(What is required)
If a line in the listing below includes the word "white", pick it out.

+++ Input material +++

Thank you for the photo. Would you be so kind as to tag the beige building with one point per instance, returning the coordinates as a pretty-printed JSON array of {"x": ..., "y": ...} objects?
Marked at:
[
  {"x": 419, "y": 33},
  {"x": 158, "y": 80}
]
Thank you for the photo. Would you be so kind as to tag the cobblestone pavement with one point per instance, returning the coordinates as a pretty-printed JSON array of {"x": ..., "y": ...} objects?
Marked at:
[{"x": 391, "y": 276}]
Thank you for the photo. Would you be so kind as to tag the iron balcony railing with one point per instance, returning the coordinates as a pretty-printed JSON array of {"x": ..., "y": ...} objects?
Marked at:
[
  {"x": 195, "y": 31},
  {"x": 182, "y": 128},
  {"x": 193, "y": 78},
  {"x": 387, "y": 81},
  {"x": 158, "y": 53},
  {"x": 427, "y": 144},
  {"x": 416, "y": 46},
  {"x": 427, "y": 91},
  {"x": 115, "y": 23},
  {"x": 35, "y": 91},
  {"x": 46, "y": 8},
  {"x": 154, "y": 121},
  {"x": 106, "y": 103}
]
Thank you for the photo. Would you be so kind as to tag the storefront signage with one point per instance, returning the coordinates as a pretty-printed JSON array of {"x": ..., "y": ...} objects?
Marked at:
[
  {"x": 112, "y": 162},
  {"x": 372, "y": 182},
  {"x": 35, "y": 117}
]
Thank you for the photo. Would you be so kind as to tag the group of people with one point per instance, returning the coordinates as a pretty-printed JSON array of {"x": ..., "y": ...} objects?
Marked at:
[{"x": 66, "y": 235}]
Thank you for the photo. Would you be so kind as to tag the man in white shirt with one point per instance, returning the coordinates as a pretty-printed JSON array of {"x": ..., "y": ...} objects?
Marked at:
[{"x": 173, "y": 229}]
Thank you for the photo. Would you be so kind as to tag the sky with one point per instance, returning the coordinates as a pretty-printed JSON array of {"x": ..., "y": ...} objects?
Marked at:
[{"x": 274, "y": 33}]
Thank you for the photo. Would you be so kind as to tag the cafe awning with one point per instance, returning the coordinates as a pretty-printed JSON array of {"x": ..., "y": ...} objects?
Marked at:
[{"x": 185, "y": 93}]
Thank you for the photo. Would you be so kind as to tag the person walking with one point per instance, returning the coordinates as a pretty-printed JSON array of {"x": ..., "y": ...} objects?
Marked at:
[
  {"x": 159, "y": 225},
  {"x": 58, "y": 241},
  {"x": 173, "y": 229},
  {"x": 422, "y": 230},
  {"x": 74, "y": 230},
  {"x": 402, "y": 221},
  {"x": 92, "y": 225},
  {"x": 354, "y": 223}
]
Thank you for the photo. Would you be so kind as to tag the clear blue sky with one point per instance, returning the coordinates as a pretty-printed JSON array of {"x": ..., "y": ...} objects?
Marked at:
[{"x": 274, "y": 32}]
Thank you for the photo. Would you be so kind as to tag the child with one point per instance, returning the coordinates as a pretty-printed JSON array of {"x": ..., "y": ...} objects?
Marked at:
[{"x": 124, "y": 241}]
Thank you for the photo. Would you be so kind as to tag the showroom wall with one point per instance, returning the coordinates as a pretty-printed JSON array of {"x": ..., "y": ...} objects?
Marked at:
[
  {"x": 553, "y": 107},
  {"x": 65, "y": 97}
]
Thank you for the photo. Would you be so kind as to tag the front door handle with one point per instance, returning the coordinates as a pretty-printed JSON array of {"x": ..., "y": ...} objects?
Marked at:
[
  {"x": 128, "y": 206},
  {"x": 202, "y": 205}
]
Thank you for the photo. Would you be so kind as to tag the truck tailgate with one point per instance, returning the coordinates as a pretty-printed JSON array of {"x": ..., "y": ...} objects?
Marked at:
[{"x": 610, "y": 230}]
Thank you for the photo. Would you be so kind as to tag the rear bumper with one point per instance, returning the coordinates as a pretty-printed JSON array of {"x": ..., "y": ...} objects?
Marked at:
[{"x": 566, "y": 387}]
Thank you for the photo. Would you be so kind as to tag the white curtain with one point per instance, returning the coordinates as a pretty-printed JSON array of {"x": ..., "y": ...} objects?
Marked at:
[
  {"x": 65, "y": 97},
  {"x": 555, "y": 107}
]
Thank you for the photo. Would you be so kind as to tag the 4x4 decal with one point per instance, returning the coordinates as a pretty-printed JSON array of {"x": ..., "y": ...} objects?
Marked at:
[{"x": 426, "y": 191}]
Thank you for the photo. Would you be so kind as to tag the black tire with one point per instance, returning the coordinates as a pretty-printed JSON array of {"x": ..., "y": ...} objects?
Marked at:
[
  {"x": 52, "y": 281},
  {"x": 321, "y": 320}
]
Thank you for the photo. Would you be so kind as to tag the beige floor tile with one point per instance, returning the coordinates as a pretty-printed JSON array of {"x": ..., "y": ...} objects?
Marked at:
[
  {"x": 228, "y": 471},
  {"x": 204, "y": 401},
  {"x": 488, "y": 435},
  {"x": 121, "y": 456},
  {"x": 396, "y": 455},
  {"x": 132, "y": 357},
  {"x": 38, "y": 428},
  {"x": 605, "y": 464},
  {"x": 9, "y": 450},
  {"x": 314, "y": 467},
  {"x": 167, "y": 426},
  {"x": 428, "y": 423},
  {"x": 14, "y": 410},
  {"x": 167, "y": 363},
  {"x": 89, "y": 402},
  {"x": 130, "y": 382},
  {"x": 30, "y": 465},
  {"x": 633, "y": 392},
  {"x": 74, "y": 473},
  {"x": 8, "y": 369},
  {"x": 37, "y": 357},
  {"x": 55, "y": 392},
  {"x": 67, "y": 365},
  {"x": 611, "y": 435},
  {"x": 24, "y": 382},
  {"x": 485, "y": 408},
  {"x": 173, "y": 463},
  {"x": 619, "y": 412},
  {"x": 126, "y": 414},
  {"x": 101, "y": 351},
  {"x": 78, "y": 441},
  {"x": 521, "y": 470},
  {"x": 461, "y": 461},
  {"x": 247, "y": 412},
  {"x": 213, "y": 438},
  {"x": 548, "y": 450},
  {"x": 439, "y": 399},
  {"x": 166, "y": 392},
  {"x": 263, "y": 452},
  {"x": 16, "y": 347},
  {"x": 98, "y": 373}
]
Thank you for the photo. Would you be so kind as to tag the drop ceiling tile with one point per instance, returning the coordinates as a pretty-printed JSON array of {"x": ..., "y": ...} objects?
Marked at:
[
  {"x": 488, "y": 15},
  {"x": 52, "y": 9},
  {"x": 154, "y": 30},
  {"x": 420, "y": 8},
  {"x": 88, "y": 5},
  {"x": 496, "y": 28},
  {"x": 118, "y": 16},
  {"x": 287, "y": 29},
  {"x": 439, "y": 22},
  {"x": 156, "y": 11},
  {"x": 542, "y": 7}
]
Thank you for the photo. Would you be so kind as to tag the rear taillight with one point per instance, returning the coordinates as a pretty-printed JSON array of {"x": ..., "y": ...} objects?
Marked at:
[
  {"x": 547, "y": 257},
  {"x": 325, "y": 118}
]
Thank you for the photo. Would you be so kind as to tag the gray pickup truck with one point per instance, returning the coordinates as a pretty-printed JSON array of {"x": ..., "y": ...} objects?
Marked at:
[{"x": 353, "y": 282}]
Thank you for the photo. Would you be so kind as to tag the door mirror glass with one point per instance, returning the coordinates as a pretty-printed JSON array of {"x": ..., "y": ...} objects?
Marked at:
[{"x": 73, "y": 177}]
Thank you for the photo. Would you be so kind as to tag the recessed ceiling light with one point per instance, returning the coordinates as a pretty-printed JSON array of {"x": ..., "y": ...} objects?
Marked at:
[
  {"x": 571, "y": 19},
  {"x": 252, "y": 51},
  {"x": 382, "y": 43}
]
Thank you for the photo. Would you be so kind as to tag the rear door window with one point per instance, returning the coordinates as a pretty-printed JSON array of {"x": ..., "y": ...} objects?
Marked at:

+++

(Response area)
Thank you for the photo. Would you be so kind as to tag the man in white shirt with one point per instance, returning the coordinates as a pretty-printed JSON array of {"x": ..., "y": ...} objects?
Thank you for the photo. Would you be so kind as to tag the white curtain with one point per instance, returning the coordinates as a pretty-printed JSON array of {"x": ..., "y": ...} objects?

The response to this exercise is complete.